■ Requirement: Rewrite all of the rows below as a JSON list of strings, with one string per line and blank lines dropped. Omit the pictures.

■ Data:
....

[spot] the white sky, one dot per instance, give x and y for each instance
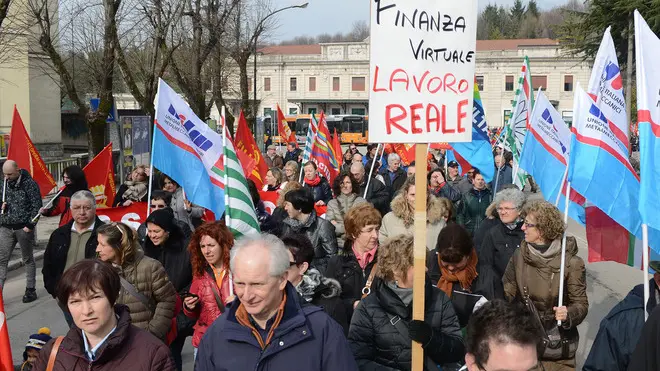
(332, 16)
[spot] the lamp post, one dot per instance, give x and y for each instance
(257, 31)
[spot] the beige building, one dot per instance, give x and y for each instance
(334, 77)
(27, 82)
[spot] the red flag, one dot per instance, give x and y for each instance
(26, 156)
(6, 363)
(100, 174)
(244, 141)
(283, 127)
(337, 147)
(323, 154)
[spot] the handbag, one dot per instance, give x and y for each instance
(558, 342)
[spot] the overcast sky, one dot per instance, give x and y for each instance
(332, 16)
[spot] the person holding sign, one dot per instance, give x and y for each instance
(382, 327)
(533, 276)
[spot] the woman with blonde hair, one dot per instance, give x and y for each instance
(146, 290)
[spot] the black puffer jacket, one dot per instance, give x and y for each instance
(497, 248)
(320, 232)
(346, 270)
(377, 344)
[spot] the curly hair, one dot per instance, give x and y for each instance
(217, 231)
(395, 256)
(336, 184)
(548, 219)
(360, 216)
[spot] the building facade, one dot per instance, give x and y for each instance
(334, 77)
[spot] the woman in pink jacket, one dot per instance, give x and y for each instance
(211, 287)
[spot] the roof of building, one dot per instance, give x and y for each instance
(482, 45)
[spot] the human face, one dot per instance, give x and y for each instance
(259, 293)
(169, 186)
(436, 179)
(508, 212)
(346, 186)
(532, 233)
(368, 238)
(92, 312)
(211, 251)
(104, 251)
(506, 357)
(157, 204)
(479, 182)
(156, 234)
(83, 212)
(310, 172)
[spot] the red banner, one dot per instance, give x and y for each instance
(21, 150)
(132, 215)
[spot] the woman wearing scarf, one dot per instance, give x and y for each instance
(453, 268)
(318, 184)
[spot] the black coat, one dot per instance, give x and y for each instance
(497, 249)
(346, 270)
(57, 250)
(322, 191)
(377, 344)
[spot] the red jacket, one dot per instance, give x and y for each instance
(207, 309)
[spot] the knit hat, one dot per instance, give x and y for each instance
(37, 341)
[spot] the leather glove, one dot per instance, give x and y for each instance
(420, 332)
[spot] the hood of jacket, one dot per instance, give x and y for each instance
(403, 211)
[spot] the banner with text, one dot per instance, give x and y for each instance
(422, 71)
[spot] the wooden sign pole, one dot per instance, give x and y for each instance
(420, 249)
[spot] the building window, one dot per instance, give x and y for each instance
(480, 83)
(357, 83)
(335, 84)
(508, 83)
(568, 82)
(312, 84)
(539, 82)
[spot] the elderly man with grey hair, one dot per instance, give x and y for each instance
(268, 326)
(502, 239)
(21, 201)
(71, 243)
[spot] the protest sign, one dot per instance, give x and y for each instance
(422, 71)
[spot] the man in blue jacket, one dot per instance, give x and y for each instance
(268, 326)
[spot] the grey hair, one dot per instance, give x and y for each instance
(84, 195)
(393, 157)
(279, 254)
(513, 195)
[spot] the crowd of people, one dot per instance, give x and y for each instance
(311, 292)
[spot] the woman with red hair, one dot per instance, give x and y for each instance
(211, 287)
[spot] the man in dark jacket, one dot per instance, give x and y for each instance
(377, 193)
(619, 331)
(71, 243)
(268, 326)
(22, 201)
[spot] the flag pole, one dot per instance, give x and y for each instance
(371, 171)
(562, 268)
(224, 164)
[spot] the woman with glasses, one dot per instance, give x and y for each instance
(505, 237)
(533, 276)
(146, 290)
(345, 189)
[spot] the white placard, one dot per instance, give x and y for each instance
(422, 70)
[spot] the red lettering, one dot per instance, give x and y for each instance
(394, 121)
(376, 89)
(414, 117)
(461, 115)
(404, 78)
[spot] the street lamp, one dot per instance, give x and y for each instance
(257, 31)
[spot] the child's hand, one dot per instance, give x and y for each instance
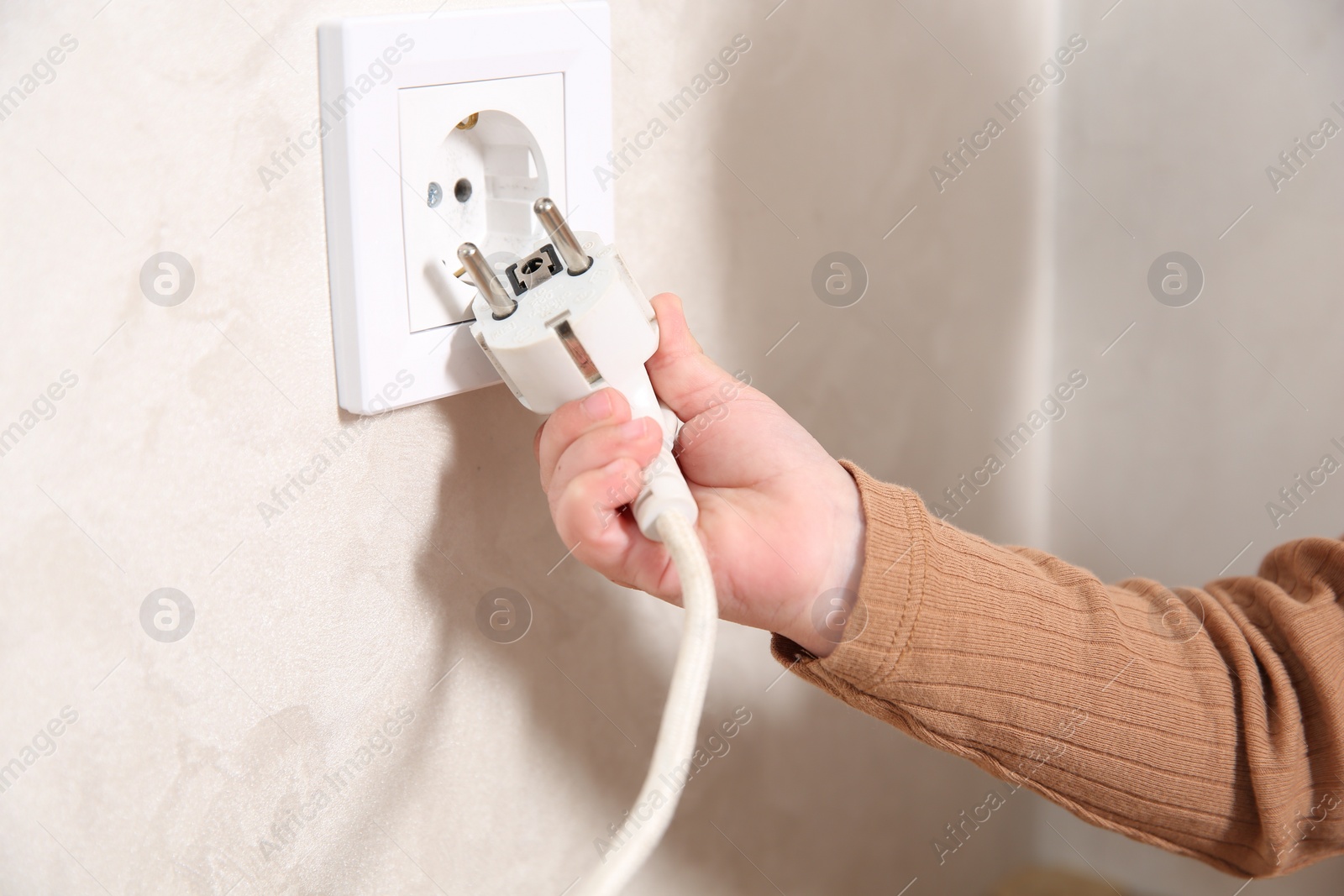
(780, 517)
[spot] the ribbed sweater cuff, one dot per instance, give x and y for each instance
(890, 590)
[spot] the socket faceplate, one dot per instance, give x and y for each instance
(375, 244)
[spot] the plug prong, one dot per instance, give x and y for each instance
(575, 259)
(501, 304)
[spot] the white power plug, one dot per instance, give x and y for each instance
(569, 322)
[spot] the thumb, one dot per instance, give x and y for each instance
(683, 375)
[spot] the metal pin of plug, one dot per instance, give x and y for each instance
(501, 304)
(575, 259)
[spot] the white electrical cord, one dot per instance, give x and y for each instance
(680, 714)
(557, 333)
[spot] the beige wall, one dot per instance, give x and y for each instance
(1183, 436)
(360, 598)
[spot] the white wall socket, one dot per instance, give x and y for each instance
(531, 87)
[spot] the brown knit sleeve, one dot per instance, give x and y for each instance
(1206, 721)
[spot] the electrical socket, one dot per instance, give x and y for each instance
(475, 157)
(539, 82)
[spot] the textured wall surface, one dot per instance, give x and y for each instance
(353, 613)
(1195, 419)
(316, 626)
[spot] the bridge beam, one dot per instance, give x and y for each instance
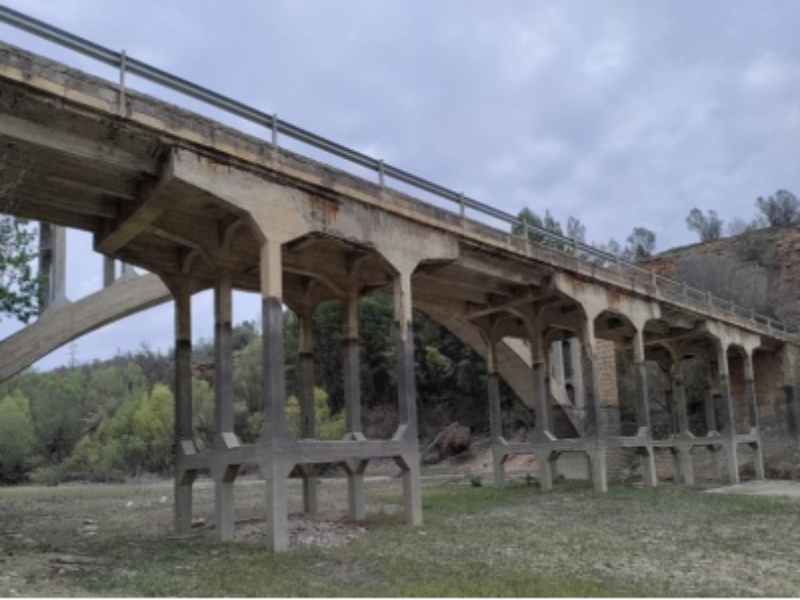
(154, 201)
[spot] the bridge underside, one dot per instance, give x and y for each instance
(206, 207)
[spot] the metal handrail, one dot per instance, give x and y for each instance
(553, 241)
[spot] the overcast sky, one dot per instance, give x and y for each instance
(619, 113)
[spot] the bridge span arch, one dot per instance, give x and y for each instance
(208, 207)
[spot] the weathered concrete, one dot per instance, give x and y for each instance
(187, 198)
(184, 434)
(59, 326)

....

■ Solved exercise:
[
  "[spot] the white sky, one dot per instance, give x and y for each instance",
  "(332, 16)",
  "[spot] the lamp post, one dot per instance, give x and y for each instance",
  "(257, 31)",
  "[spot] the beige building, one dot per instance, give x and y for each instance",
  "(334, 77)",
  "(27, 82)",
  "[spot] the red flag, one dot per instance, give x and y for each instance",
  "(26, 156)",
  "(6, 363)",
  "(100, 174)",
  "(244, 141)",
  "(283, 127)",
  "(337, 147)",
  "(323, 154)",
  "[spot] the handbag, one dot per instance, give x and y for each instance",
  "(558, 342)",
  "[spot] the overcast sky, one dot per instance, give x and y for each instance",
  "(332, 16)",
  "[spot] the person holding sign, one dot per instance, give x and y for each instance",
  "(382, 327)",
  "(533, 276)",
  "[spot] the woman with blonde hair, one dot per instance, give x and y for each instance",
  "(146, 290)",
  "[spot] the black puffer jacket, one dot per instance, give x and y for each instance",
  "(497, 248)",
  "(320, 232)",
  "(346, 270)",
  "(377, 344)",
  "[spot] the curly hair, one dot per instance, give x and y for each instance",
  "(217, 231)",
  "(395, 256)",
  "(336, 184)",
  "(548, 219)",
  "(360, 216)",
  "[spot] the building facade, one dot per instance, give x and y for each instance",
  "(334, 77)",
  "[spot] the woman in pink jacket, one dot per instance, give x and y for each instance",
  "(211, 287)",
  "[spot] the roof of building, one dot per instance, give x and y for each instance",
  "(482, 45)",
  "[spot] the human face, one dot per instance, give x and y for each instance",
  "(259, 293)",
  "(169, 186)",
  "(436, 179)",
  "(508, 212)",
  "(346, 186)",
  "(532, 233)",
  "(368, 238)",
  "(92, 312)",
  "(211, 251)",
  "(104, 251)",
  "(506, 357)",
  "(157, 204)",
  "(479, 182)",
  "(156, 234)",
  "(83, 212)",
  "(310, 172)",
  "[spot] the red banner, one dot per instance, give x and y for each instance",
  "(21, 150)",
  "(132, 215)",
  "[spot] the woman wearing scarf, one dot per instance, give x and y for each instance",
  "(453, 268)",
  "(318, 184)",
  "[spot] the black coat, one dot per instance, give x and y for each instance",
  "(497, 249)",
  "(346, 270)",
  "(57, 250)",
  "(322, 191)",
  "(377, 344)",
  "[spot] the red jacket, one dot per instance, give x and y for each instance",
  "(207, 309)",
  "[spot] the knit hat, one dot per instance, give x and y for each instance",
  "(37, 341)",
  "[spot] the leather glove, one dot per instance, give x and y for each instance",
  "(420, 332)",
  "[spot] the hood of jacket, one dot per instance, give x and y for each instance",
  "(403, 211)",
  "[spot] the banner with text, one dot per instance, give x and y for each instance",
  "(422, 71)",
  "[spot] the wooden sign pole, one dot per instance, give x and y for each instance",
  "(420, 249)",
  "[spot] the building window, one dot per instance, give x and y for each instance",
  "(480, 83)",
  "(357, 83)",
  "(335, 84)",
  "(508, 83)",
  "(568, 82)",
  "(312, 84)",
  "(539, 82)",
  "[spot] the elderly man with grey hair, one dot per instance, give x and y for each instance",
  "(268, 326)",
  "(502, 239)",
  "(21, 201)",
  "(71, 243)",
  "[spot] the protest sign, one dot per instance, give x and y for each instance",
  "(422, 71)",
  "[spot] the man in blue jacket, one dot per instance, give x and y for each instance",
  "(268, 326)",
  "[spot] the grey hair, one dot per instance, give x and y for each instance",
  "(84, 195)",
  "(393, 157)",
  "(279, 254)",
  "(513, 195)",
  "[spot] the crowd of people, one dot per instance, give x and y for each instance",
  "(311, 292)",
  "[spot] the woman with red hair, one dot per instance, give x and y for each instance",
  "(211, 287)",
  "[spot] the man in dark jacket, one dot per instance, give x and y for each instance",
  "(377, 193)",
  "(619, 331)",
  "(71, 243)",
  "(268, 326)",
  "(22, 201)",
  "[spot] the flag pole, one dot per instance, give x and y for each instance",
  "(371, 171)",
  "(562, 268)",
  "(224, 164)",
  "[spot] the woman with glasses, one dot per instance, give x and y for each instance",
  "(505, 237)",
  "(533, 276)",
  "(146, 290)",
  "(345, 189)",
  "[spot] the white placard, one dot per instance, give x and y for each instance",
  "(422, 70)",
  "[spot] the red lettering, one dot per instance, give x and y for each instance",
  "(394, 121)",
  "(376, 89)",
  "(414, 117)",
  "(461, 115)",
  "(404, 78)",
  "[spot] the street lamp, one dot per instance, give x and y for each instance",
  "(257, 31)",
  "[spot] the child's hand, one dot per instance, give x and y for each instance",
  "(780, 517)",
  "[spot] the ribbed sweater cuff, one dot per instance, give x and y for each instance",
  "(890, 590)",
  "[spot] the socket faceplate, one dot per instance, give x and y for each instance",
  "(375, 244)",
  "[spot] the plug prong, one dot per instance, give x and y for each instance",
  "(575, 259)",
  "(501, 304)",
  "[spot] the white power plug, one dot per instance, give x and y for each instance",
  "(569, 322)",
  "[spot] the thumb, one dot per instance, give x and y for each instance",
  "(683, 375)",
  "[spot] the metal pin of plug, one dot per instance, give x and y for each instance",
  "(501, 304)",
  "(575, 259)",
  "[spot] the white electrical cord, one dot per instance, give x and y for each instance",
  "(680, 714)",
  "(557, 333)",
  "[spot] the beige wall, one dot per instance, give x and y for each instance",
  "(1183, 436)",
  "(360, 598)",
  "[spot] the white wall socket, one dot per instance, give x and y for each instance",
  "(531, 87)",
  "[spot] the brown knit sleeve, one dot per instance, give x and y for each instance",
  "(1206, 721)",
  "[spot] the electrical socket, one dot per instance, give x and y for each instance",
  "(475, 157)",
  "(539, 82)",
  "[spot] the textured wall surface, one dot per instance, give x and y for each instance",
  "(353, 613)",
  "(1195, 419)",
  "(316, 626)",
  "[spot] the bridge beam, one dot per instance, give x and y for each instance",
  "(154, 201)",
  "[spot] the bridge underside, one dot per instance, give x and y for each instance",
  "(206, 207)",
  "[spot] the metal handrail, one dot per instance, give x and y for each instance",
  "(553, 241)",
  "[spot] the overcast sky, one dot per instance, give x and y for each instance",
  "(619, 113)",
  "[spot] the bridge span arch, one dot per instance, give x and y for each instance",
  "(208, 207)",
  "[spot] the weathered concrete, one dot per instance, give x and y for each instance",
  "(187, 198)",
  "(184, 434)",
  "(59, 326)"
]